» Assigned task: Print, from the listing below, the lines starting at the line containing "Task: locate the dhl logo" and ending at the line containing "Target: overhead lighting", exactly as they stand, and print nothing else.

##### Data for this exercise #####

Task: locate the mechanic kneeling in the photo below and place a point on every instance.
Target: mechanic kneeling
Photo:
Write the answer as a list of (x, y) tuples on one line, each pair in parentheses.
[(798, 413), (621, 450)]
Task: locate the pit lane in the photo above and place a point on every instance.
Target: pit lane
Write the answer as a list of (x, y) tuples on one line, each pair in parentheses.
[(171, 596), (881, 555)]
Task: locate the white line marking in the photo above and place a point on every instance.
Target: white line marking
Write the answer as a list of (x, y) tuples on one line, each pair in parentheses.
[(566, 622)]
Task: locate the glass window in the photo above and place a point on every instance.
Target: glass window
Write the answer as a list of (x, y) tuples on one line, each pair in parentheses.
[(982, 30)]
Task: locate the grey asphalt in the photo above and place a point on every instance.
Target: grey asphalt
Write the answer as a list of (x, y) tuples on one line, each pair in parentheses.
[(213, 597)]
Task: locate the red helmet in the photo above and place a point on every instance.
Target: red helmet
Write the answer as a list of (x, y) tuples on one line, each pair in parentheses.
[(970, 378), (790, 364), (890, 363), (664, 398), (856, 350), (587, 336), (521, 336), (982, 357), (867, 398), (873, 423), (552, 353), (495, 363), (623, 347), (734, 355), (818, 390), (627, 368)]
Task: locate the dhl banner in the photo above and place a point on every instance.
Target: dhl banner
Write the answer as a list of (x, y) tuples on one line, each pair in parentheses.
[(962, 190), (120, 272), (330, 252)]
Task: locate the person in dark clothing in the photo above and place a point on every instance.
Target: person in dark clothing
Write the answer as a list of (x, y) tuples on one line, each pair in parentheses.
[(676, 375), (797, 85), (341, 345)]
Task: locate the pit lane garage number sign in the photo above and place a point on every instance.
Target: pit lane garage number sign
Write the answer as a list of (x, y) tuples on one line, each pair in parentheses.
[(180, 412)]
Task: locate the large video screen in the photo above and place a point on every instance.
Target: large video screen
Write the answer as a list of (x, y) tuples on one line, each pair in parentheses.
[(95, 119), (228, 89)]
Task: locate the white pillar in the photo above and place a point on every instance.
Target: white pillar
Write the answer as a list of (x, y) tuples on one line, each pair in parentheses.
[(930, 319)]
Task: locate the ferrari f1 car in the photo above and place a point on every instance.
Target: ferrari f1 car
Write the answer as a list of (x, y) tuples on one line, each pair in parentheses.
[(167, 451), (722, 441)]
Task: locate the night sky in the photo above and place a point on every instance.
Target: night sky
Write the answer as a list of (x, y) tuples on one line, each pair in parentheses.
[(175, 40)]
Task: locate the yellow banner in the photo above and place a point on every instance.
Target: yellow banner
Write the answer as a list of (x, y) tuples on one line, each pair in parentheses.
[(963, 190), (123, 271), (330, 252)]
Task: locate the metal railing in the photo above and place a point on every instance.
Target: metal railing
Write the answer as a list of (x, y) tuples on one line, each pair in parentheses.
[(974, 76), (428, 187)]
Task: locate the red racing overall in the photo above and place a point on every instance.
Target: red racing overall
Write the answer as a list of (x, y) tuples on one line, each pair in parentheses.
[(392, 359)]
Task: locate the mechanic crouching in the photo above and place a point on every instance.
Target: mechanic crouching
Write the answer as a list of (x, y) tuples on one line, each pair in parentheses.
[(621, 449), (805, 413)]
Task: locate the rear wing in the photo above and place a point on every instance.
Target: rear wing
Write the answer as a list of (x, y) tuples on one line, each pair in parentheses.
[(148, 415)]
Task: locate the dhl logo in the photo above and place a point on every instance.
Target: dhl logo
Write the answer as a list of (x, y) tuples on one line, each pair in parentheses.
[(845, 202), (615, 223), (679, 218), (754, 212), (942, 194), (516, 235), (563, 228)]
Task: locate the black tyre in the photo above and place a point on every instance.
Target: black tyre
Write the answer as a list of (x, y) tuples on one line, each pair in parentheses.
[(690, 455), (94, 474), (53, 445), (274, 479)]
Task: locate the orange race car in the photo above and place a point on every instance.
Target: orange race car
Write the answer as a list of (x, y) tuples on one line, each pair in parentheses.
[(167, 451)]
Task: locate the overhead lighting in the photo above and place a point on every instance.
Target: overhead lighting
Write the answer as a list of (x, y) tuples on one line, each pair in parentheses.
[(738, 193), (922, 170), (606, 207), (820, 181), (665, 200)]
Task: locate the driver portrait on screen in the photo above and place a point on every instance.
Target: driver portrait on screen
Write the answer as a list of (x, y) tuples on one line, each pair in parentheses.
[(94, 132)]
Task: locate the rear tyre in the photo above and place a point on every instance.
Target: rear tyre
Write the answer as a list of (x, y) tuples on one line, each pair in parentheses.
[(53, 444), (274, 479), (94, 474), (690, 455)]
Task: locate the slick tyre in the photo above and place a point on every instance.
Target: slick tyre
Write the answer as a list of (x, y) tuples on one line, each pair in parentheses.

#####

» Expected answer:
Task: locate the dhl logo in the photo above and place a point on every instance.
Target: dhl logo
Write the answer as a list of (x, y) tuples on one line, each pair in parentheses.
[(845, 202), (615, 223), (679, 218), (754, 212), (942, 194), (516, 235), (563, 228)]
Task: locate the black tyre in the photo above and place a point on every instance.
Target: black tyre
Write the answer as a list of (x, y) tuples on one line, each pair in parentheses.
[(690, 455), (94, 474), (53, 445), (274, 479)]
Task: locate the orange race car in the photo above and place a point on every instance.
Target: orange race car
Write the answer as a list of (x, y) tuples on one line, each pair in parentheses.
[(167, 451)]
Task: locate the overhead lighting in the photo above and place a point on every instance.
Target: overhead lighting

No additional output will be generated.